Rehash 15.05.1 - Release Notes
The primary cause of the slowdown was due to the fact that rehash did large JOIN operations on text columns in MySQL. This is bad practice in general due to performance reasons, but it causes a drastic slowdown with MySQL cluster, which prevents the query optimizer from doing what's known as a "pushdown", and allowing the query to execute on the NDB nodes. This caused article load to be O(n*m), where n was the number of articles in the database and m was the number of articles with the neverdisplay attribute set. The revised queries now load at O(1). Instead it had to do multiple pulls from the database and assemble the query data on the frontend, a process that took 4-5 seconds per problematic query. The problem was compounded that there are limited number of httpd daemons at any given moment, and any database pull that hit a problematic query (which were in index.pl and article.pl) would cause resource exhaustion.

· · · ·

◆ GOAL
Using the release notes, answer each question below on its own line, marking your answers (a), (b) and (c):
(a) In the expression O(n*m), what did m stand for?
(b) At what order do the revised queries now load?
(c) In which files were the problematic queries located?

· · · ·

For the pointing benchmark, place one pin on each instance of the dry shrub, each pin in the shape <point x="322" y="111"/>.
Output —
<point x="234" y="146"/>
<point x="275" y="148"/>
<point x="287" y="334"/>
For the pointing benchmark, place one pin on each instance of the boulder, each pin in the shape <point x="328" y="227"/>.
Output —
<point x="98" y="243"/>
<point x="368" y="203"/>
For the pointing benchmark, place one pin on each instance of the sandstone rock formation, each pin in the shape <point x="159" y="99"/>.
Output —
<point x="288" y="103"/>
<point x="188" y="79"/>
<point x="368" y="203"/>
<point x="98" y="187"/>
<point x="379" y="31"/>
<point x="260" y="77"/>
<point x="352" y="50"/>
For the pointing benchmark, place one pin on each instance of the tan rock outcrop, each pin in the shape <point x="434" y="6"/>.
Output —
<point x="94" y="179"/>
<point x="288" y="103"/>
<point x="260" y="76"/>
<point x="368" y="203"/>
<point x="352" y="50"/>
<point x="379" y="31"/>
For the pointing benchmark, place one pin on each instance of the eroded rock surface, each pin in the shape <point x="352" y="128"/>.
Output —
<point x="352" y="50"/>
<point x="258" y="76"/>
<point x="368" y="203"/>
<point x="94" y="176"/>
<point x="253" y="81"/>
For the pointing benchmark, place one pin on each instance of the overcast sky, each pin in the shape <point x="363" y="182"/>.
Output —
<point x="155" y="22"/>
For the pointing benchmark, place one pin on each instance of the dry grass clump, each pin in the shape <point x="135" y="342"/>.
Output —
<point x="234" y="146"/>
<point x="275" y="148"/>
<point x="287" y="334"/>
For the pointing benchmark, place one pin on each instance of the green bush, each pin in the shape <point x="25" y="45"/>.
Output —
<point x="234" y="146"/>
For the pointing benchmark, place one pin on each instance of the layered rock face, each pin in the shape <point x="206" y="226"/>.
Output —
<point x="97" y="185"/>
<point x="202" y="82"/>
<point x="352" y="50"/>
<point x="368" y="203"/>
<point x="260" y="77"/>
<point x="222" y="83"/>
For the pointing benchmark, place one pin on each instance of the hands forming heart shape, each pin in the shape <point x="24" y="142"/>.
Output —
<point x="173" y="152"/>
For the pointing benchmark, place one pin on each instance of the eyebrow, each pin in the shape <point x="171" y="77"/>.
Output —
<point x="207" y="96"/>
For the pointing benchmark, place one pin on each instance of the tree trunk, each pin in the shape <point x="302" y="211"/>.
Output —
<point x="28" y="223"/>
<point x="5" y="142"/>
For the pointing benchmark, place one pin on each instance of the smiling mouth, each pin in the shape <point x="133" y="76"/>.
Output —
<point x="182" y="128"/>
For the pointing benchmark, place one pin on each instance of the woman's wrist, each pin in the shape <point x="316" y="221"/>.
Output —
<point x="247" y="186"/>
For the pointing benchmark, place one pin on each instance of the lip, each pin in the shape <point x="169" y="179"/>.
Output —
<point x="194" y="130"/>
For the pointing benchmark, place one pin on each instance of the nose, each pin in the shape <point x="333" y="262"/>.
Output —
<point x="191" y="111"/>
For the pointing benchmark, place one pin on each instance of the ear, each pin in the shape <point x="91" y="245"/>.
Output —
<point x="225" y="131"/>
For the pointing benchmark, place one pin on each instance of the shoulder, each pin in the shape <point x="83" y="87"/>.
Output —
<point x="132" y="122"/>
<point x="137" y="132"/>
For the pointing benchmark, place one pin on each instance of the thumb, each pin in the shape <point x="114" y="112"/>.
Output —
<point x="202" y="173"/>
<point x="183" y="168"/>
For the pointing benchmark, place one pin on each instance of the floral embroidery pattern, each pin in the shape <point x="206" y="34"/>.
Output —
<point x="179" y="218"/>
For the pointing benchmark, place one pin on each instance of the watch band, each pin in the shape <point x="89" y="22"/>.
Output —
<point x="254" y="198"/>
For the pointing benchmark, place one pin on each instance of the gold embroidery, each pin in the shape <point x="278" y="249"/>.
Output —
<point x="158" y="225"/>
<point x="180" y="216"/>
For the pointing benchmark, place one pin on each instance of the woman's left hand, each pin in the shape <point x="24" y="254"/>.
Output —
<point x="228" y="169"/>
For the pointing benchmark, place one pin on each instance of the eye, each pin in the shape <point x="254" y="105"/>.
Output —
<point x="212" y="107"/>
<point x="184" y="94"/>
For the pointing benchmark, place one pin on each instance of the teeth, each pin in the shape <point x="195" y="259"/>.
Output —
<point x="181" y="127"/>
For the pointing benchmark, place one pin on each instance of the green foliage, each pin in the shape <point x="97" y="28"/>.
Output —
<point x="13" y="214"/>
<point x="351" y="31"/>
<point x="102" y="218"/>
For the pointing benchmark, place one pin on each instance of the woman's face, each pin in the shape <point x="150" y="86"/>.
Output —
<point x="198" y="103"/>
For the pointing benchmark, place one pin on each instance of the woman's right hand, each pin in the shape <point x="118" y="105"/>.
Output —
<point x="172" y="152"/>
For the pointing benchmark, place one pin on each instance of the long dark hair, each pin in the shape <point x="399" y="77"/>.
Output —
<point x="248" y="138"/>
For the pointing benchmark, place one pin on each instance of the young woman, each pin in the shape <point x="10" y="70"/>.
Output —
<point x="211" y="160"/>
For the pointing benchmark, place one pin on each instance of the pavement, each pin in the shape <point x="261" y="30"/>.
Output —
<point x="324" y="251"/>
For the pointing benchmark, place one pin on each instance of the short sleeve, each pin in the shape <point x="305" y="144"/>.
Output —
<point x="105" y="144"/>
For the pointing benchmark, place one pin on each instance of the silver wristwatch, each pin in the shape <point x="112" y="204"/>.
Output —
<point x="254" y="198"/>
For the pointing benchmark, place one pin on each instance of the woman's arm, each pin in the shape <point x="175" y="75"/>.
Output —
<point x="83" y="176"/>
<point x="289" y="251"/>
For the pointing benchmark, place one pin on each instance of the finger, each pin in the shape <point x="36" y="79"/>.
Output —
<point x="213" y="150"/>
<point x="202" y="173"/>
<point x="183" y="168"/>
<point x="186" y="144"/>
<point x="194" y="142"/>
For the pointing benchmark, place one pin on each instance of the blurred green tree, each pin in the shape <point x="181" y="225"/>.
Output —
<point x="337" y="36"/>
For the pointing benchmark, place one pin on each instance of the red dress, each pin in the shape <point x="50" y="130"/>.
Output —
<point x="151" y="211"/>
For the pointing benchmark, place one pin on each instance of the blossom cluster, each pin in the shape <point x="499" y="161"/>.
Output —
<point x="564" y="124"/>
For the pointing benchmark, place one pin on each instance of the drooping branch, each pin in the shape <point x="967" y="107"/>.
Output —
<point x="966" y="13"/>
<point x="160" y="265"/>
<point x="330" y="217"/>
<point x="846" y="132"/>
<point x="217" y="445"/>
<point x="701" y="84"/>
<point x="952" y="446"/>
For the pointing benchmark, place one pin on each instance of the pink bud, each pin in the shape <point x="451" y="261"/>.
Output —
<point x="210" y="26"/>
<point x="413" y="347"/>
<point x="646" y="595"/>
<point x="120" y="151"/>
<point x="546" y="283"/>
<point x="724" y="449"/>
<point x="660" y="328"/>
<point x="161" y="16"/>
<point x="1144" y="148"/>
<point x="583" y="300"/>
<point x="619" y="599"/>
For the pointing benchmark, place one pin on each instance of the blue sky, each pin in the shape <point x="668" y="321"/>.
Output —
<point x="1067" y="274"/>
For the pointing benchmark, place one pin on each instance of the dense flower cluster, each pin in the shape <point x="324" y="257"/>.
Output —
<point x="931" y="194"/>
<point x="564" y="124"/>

· · · ·

◆ RESPONSE TO THE EXERCISE
(a) The number of articles with the neverdisplay attribute set.
(b) O(1).
(c) index.pl and article.pl.